EXTRACT PROVIDED:
* start *

It’s been 6 months since I started working in Developer Relations at Vercel and I’m happy to share I was recently promoted to Senior Developer Advocate.
I wanted to take the time to reflect on the past few months and answer some commonly asked questions. This became rather long so feel free to jump to topics you’re more interested in:
I had the opportunity of interviewing with a few people at Vercel about available roles and one of them was Lee, who had just been promoted to Head of Developer Relations. Back then, I was looking for a job as a developer and DevRel was not a career path I had considered until I started to prepare for the interview.
I was so nervous about it, mainly because I had followed Lee’s journey into Vercel, admired his work, and was worried he’d see my lack of DevRel experience or audience as a negative.
To help me prepare, I purchased Sam Julien’s ebook ‘Getting Started in Developer Relations’ and read it in one sitting. Then, armed with my newfound expertise 😂 and Sam’s reassurance that anyone could learn the skills to work in DevRel, I jumped into the call.
“I like your background” I blurted out, like a total fangirl. 🤦🏻♀️
Lee was cool about it. He shared a bit of his journey, what it was like to work at Vercel, and how he was able to combine his hobby as a videographer with his work.

* end *

DATA SHOWN:
* start *

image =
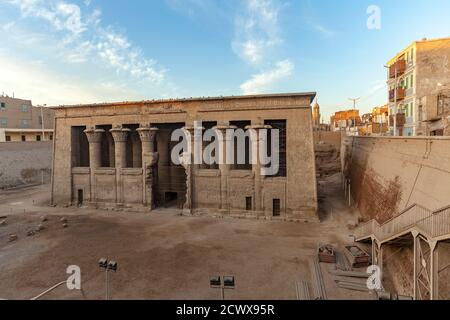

* end *

WHAT YOU HAVE TO DO: List the things Lee shared on the call, according to the post about joining Vercel's Developer Relations team.

TASK OUTPUT:
- A bit of his journey
- What it was like to work at Vercel
- How he was able to combine his hobby as a videographer with his work